- _Listed records_
= = = =
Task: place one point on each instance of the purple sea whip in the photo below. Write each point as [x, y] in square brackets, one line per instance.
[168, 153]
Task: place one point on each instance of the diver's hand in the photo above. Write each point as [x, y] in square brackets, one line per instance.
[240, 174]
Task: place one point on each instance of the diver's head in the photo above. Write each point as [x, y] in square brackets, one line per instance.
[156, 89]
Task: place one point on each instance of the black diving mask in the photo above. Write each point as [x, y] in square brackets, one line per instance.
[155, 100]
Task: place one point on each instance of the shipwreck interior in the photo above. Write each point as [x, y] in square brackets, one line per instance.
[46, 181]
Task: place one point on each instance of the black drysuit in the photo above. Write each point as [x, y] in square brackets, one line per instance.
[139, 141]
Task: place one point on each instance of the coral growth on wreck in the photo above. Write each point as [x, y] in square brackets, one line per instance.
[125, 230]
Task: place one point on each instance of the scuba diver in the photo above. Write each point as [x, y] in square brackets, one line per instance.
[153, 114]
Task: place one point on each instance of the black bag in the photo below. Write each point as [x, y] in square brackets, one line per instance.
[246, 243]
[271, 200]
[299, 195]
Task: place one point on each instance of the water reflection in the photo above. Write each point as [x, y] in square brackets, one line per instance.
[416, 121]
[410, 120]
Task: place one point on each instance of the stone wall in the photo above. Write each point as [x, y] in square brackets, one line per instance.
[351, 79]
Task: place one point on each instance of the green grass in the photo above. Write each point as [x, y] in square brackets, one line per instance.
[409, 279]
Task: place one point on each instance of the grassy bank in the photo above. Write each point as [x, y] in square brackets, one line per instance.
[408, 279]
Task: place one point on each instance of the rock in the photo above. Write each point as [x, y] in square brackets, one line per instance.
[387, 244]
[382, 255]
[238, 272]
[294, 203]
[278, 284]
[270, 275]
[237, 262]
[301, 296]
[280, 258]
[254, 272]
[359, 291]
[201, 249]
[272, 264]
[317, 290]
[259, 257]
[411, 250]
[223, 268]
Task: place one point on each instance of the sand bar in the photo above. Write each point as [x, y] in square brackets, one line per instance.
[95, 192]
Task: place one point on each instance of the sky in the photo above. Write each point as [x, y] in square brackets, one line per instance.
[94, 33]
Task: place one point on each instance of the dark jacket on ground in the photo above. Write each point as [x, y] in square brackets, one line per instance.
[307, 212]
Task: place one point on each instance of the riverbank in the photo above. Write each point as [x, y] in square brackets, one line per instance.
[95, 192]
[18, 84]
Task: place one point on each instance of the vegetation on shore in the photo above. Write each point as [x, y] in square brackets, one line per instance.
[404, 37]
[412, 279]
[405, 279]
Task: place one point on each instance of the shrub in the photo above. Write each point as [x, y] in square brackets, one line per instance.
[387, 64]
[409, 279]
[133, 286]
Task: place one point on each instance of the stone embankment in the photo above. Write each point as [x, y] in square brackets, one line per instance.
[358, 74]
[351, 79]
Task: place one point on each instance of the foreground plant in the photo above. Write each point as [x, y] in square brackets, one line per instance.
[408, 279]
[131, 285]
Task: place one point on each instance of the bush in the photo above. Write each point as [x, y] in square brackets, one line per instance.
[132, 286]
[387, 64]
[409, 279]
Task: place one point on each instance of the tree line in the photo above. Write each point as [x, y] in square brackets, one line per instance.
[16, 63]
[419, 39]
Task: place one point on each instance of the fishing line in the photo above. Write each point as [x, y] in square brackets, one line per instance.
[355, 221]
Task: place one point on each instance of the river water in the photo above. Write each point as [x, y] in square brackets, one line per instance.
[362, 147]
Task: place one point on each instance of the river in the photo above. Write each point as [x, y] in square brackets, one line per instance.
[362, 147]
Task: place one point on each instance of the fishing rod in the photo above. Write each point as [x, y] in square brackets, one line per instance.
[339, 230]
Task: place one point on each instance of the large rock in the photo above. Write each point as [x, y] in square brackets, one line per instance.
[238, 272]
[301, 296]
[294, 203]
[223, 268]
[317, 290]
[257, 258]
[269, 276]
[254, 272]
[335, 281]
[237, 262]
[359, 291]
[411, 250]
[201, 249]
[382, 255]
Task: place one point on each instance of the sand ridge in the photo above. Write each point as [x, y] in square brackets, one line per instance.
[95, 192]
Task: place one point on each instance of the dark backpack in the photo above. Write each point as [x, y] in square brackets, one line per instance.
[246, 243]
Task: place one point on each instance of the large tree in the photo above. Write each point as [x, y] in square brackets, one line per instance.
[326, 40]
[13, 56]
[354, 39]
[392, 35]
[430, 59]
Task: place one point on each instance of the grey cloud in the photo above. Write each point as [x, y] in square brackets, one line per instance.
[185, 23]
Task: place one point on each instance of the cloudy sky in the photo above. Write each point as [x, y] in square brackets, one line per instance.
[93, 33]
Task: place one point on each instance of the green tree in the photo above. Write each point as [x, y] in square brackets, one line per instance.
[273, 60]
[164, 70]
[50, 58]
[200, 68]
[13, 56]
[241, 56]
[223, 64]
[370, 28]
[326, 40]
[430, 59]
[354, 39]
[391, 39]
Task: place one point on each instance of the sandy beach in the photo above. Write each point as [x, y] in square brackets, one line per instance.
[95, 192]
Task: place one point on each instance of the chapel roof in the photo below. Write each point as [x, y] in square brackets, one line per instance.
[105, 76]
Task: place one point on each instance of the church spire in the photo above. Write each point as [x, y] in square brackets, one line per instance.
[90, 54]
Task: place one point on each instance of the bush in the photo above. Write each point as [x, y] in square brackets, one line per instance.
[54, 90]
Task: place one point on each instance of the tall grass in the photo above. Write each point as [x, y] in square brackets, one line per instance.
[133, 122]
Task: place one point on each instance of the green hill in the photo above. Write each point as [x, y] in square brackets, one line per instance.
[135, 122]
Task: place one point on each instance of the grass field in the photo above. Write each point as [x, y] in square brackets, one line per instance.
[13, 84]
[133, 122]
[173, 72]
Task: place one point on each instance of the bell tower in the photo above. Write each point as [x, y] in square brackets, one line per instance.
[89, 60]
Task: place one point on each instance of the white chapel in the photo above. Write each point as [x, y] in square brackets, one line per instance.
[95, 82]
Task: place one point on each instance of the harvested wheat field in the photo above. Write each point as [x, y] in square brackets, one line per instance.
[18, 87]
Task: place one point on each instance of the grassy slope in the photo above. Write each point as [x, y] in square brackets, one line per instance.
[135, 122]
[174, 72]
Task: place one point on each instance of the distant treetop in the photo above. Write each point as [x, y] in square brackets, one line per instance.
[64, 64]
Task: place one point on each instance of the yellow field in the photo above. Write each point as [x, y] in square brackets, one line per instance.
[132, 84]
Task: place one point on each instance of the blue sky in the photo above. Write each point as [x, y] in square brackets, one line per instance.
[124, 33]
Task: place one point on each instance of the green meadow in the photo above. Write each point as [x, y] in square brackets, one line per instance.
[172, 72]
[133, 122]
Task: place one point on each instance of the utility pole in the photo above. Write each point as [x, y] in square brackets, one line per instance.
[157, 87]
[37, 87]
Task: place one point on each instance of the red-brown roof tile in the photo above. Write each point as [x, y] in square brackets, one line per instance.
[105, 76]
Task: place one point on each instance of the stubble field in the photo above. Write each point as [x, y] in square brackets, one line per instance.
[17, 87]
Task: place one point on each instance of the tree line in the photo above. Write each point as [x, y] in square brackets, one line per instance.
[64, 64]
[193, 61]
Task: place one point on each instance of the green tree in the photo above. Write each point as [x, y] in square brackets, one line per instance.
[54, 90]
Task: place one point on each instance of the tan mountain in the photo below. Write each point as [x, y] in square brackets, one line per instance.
= = = =
- _Exercise_
Return the material in full, exactly as shown.

- _Problem solution_
Task: place one point on each instance of the purple sea whip in the photo below. Write each point as [x, y] in square brackets, one line per instance.
[168, 153]
Task: place one point on each instance of the diver's hand in the photo above. Write each point as [x, y] in square brackets, one line per instance.
[240, 174]
Task: place one point on each instance of the diver's head in the photo above. Write each point as [x, y] in square brackets, one line per instance.
[156, 89]
Task: place one point on each instance of the black diving mask in the photo above. Write each point as [x, y] in square brackets, one line per instance.
[155, 100]
Task: place one point on each instance of the shipwreck interior in the photo above. Write each point as [x, y] in square brackets, one line per instance.
[46, 181]
Task: place one point on each instance of the black drysuit in the photo above. Write each point as [x, y] in square brackets, one line per instance.
[139, 141]
Task: place one point on each instance of the coral growth on wreck in the photo above. Write each point as [x, y] in square brackets, one line per instance.
[125, 230]
Task: place one point on each instance of the scuba diver in the photo above. Write each point as [x, y] in square brackets, one line per instance.
[153, 114]
Task: place one point on each instance of the black bag in the photo below. Write each point as [x, y] in square brackets, one line per instance.
[246, 243]
[271, 200]
[299, 195]
Task: place one point on each instance of the water reflection in the photo above. Write each point as [x, y] in square brackets, one line per instance.
[416, 121]
[410, 120]
Task: place one point on each instance of the stone wall in the photo above. Write each point as [x, y] in square brackets, one line per instance.
[351, 79]
Task: place one point on each instance of the green grass in the photo above. Write each point as [x, y] in square brackets, one line per instance.
[409, 279]
Task: place one point on each instance of the grassy bank in the photo above. Write each point as [x, y] in square brackets, one line per instance.
[408, 279]
Task: place one point on each instance of the rock in the photo above. Write each point as [x, y] in square brackets, one line per instance.
[387, 244]
[382, 255]
[238, 272]
[294, 203]
[278, 284]
[270, 275]
[237, 262]
[301, 296]
[280, 258]
[254, 272]
[359, 291]
[201, 249]
[272, 264]
[317, 290]
[259, 257]
[411, 250]
[223, 268]
Task: place one point on each instance of the sand bar in the photo above. Write each point as [x, y] in square brackets, one line per instance.
[95, 192]
Task: place one point on each instance of the sky in the photo above. Write each point as [x, y] in square brackets, one line per instance.
[94, 33]
Task: place one point on each instance of the dark jacket on ground in the photo above. Write each point as [x, y] in square brackets, one line per instance.
[307, 212]
Task: place one point on each instance of the riverbank in the photo above. Write each point as [x, y] in square brackets, one line per instance.
[95, 192]
[18, 84]
Task: place one point on each instance of the vegetation on shore in the photo above. Write each point as [x, y] in square brackets, one line per instance.
[404, 37]
[412, 279]
[405, 279]
Task: place one point on each instance of the shrub in the photo above. Write each point as [x, y] in square brackets, one line per instance.
[387, 64]
[409, 279]
[133, 286]
Task: place one point on each instance of the stone embankment in the photo above. Write each point as [x, y] in square brackets, one line per instance.
[358, 74]
[351, 79]
Task: place one point on each instance of the foreground plant in the photo above. Write each point as [x, y] in square brackets, one line per instance.
[408, 279]
[131, 285]
Task: place one point on each instance of the bush in the photo above. Write each point as [x, y] in square brackets, one line per instance.
[132, 286]
[387, 64]
[409, 279]
Task: place one point on each instance of the tree line in the photo above. Write each point as [x, y] in square brackets, one line per instance.
[16, 63]
[419, 39]
Task: place one point on each instance of the fishing line in the photo above. Write each point as [x, y] in square brackets, one line per instance.
[355, 221]
Task: place one point on each instance of the river water in the photo above. Write each point as [x, y] in square brackets, one line per instance.
[362, 147]
Task: place one point on each instance of the river in the photo above. Write each point as [x, y] in square brackets, one line per instance.
[362, 147]
Task: place one point on each instance of the fishing rod in the photo above. Write each point as [x, y] in square brackets, one line per instance.
[339, 230]
Task: place one point on each instance of the large rock in the photo above. Write each point as [x, y] in square brackets, one line per instance.
[238, 272]
[301, 296]
[294, 203]
[223, 268]
[317, 290]
[257, 258]
[269, 276]
[254, 272]
[335, 281]
[237, 262]
[359, 291]
[411, 250]
[201, 249]
[382, 255]
Task: place one point on each instance of the sand ridge in the photo above. Write each point as [x, y] in square brackets, one line per instance.
[95, 192]
Task: place one point on each instance of the dark backpack in the photo above. Write each point as [x, y] in square brackets, one line per instance.
[246, 243]
Task: place one point on each instance of the large tree in the photo above. Write each point as [x, y] in square brackets, one line per instance.
[326, 40]
[13, 56]
[354, 39]
[392, 35]
[430, 59]
Task: place one point on each instance of the grey cloud in the photo above. Write each point as [x, y] in square brackets, one line per instance.
[185, 23]
Task: place one point on each instance of the cloudy sky in the photo above. Write each point as [x, y] in square brackets, one line per instance.
[93, 33]
Task: place one point on each instance of the green tree in the photo above. Write each point as [x, y] in square brackets, one line per instance.
[273, 60]
[164, 70]
[50, 58]
[200, 68]
[13, 56]
[241, 56]
[223, 64]
[370, 28]
[326, 40]
[430, 59]
[354, 39]
[391, 39]
Task: place one point on each instance of the sandy beach in the photo above. Write each point as [x, y] in square brackets, one line per instance.
[95, 192]
Task: place one point on each instance of the chapel roof in the photo below. Write each point as [x, y] in square brackets, one line per instance.
[105, 76]
Task: place one point on each instance of the church spire in the photo above. Write each point as [x, y] in square brackets, one line per instance.
[90, 54]
Task: place one point on each instance of the bush in the photo above. Write each point as [x, y] in square brackets, one line per instance.
[54, 90]
Task: place one point on each instance of the tall grass in the photo above. Write each point as [x, y] in square brackets, one line per instance.
[133, 122]
Task: place one point on each instance of the green hill in the photo above. Write each point as [x, y] in square brackets, one line per instance.
[135, 122]
Task: place one point on each instance of the grass field in the photo above. Write each point as [x, y] in square brackets, one line per instance.
[13, 84]
[133, 122]
[173, 72]
Task: place one point on each instance of the bell tower in the photo above. Write each point as [x, y] in square brackets, one line per instance.
[89, 60]
Task: place one point on each instance of the white chapel in the photo above. Write each point as [x, y] in square brackets, one line per instance.
[95, 82]
Task: place one point on each instance of the harvested wheat field in the photo above. Write each point as [x, y] in square brackets, one line per instance.
[18, 87]
Task: place one point on each instance of the grassy slope in the photo above. Write each point as [x, y] in square brackets, one line per instance.
[135, 122]
[174, 72]
Task: place one point on each instance of the distant treetop in the photo above. Write each point as [x, y] in square brackets, one line per instance.
[64, 64]
Task: place one point on each instance of the yellow field in the photo above. Write each point as [x, y] in square brackets, one line per instance.
[132, 84]
Task: place one point on each instance of the blue sky in the photo above. Write each point as [x, y] in square brackets, one line per instance.
[124, 33]
Task: place one point on each instance of the green meadow in the photo above. Write each point as [x, y] in square brackets, one line per instance.
[172, 72]
[133, 122]
Task: place one point on each instance of the utility pole in the photo above. Write each point as [x, y] in square brackets, one line per instance.
[157, 87]
[37, 87]
Task: place one point on each instance of the red-brown roof tile in the photo above. Write each point as [x, y] in square brackets, one line per instance.
[105, 76]
Task: place one point on each instance of the stubble field in the photo above. Write each point as [x, y] in square brackets, one line per instance.
[17, 87]
Task: place one point on each instance of the tree line in the photo above. Write each point as [x, y] in square brackets, one line per instance.
[64, 64]
[193, 61]
Task: place one point on each instance of the green tree in the photo above. Write each point as [x, y] in square brackets, one line per instance.
[54, 90]
Task: place one point on each instance of the tan mountain in the photo below. Write each point as [x, y] in square brackets, one line per instance.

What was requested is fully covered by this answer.